**Job**: Copy out the lines word for word, beginning with the line containing "window, it would be much appreciated." and ending after the line containing "154), (316, 159)]".

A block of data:
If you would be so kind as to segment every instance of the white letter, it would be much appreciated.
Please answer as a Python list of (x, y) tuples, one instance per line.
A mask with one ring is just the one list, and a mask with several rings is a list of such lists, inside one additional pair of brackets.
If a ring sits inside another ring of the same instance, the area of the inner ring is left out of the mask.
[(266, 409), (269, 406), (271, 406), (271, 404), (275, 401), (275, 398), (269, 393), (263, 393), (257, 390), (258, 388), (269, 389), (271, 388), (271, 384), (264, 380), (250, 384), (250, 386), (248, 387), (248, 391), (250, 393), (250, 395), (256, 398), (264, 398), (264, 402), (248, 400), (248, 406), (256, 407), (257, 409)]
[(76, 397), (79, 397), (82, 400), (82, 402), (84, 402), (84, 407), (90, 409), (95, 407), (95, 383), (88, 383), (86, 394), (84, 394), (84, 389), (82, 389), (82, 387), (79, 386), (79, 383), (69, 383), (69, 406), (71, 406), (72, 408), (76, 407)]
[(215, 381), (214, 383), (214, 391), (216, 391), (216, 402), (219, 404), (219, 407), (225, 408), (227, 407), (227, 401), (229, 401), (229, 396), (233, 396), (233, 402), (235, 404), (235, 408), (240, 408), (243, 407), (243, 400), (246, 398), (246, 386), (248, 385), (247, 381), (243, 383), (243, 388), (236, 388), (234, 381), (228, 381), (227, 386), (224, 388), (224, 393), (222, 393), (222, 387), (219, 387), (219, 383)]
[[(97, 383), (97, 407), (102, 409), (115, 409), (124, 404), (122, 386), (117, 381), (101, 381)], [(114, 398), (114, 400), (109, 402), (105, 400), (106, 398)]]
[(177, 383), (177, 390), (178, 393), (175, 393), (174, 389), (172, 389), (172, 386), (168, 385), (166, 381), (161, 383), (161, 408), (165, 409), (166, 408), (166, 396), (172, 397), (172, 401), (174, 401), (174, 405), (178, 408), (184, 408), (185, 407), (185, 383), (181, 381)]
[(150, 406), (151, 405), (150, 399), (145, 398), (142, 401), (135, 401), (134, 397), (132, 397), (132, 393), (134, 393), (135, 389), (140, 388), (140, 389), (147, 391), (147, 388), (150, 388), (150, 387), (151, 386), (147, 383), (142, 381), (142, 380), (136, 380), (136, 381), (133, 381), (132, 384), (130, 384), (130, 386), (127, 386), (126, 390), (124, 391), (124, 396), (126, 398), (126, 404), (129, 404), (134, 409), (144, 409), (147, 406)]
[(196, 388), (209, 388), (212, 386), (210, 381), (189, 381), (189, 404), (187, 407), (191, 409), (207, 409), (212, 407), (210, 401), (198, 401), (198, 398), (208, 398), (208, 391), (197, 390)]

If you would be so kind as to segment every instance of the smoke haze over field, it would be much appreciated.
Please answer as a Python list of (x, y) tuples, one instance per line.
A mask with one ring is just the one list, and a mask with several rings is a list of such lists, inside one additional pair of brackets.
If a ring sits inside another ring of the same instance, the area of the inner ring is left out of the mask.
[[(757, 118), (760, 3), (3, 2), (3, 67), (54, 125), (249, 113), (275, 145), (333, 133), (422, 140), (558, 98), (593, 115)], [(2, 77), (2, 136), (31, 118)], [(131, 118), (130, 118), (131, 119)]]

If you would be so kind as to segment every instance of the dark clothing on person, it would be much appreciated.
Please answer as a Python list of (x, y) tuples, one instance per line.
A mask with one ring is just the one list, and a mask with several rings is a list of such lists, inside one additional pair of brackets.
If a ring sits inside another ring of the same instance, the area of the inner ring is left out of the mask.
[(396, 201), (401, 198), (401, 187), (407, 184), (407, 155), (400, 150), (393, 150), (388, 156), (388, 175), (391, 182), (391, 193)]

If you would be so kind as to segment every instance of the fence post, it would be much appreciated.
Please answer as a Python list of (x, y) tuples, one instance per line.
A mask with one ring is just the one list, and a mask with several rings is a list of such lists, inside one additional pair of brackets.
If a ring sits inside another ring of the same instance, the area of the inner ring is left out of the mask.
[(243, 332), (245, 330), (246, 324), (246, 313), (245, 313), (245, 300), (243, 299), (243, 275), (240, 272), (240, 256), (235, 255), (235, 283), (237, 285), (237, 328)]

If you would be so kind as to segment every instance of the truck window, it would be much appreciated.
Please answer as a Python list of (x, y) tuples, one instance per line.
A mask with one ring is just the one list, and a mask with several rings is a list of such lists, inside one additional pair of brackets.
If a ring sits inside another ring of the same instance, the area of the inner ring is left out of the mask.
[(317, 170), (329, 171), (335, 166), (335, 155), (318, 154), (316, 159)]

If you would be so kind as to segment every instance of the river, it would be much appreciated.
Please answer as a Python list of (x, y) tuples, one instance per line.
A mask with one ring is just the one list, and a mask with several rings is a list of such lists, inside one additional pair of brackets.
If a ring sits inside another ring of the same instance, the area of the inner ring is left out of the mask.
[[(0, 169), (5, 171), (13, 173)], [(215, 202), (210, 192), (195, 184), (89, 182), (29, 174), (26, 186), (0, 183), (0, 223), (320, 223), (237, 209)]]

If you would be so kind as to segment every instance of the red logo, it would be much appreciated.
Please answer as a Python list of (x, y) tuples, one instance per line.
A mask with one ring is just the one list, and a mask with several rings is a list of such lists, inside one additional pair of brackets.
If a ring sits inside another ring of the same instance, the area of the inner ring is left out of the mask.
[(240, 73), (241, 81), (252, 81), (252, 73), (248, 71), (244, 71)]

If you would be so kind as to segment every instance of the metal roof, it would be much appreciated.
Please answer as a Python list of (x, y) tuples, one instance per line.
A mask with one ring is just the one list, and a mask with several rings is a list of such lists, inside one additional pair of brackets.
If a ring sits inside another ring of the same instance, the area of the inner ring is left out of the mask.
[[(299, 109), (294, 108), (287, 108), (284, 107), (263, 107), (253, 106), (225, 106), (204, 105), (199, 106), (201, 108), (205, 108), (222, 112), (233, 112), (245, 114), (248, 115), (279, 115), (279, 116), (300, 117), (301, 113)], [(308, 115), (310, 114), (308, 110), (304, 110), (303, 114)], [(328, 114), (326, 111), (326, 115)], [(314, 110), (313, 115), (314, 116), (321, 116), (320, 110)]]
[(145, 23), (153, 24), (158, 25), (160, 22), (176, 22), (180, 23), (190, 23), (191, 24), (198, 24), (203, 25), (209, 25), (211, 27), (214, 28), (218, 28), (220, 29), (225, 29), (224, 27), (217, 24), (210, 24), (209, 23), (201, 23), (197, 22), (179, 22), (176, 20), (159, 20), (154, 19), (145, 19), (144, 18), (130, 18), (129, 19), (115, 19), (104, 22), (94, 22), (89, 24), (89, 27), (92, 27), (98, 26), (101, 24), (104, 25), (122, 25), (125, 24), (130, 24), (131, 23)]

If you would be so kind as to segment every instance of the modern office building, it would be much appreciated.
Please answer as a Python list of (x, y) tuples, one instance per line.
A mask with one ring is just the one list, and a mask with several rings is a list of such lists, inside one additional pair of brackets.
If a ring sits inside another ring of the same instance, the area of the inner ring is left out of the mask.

**Result**:
If you would be so kind as to segment every instance of the truck window, it would be much appreciated.
Please answer as a Python list of (x, y) tuples, one instance per line.
A mask with one ring is just the one list, and a mask with several rings is a list of such lists, inside one additional pair of brackets.
If a ring sits inside another ring of the same instance, the area of the inner ring is left out of the mask.
[(317, 170), (329, 171), (335, 166), (335, 155), (318, 154), (316, 159)]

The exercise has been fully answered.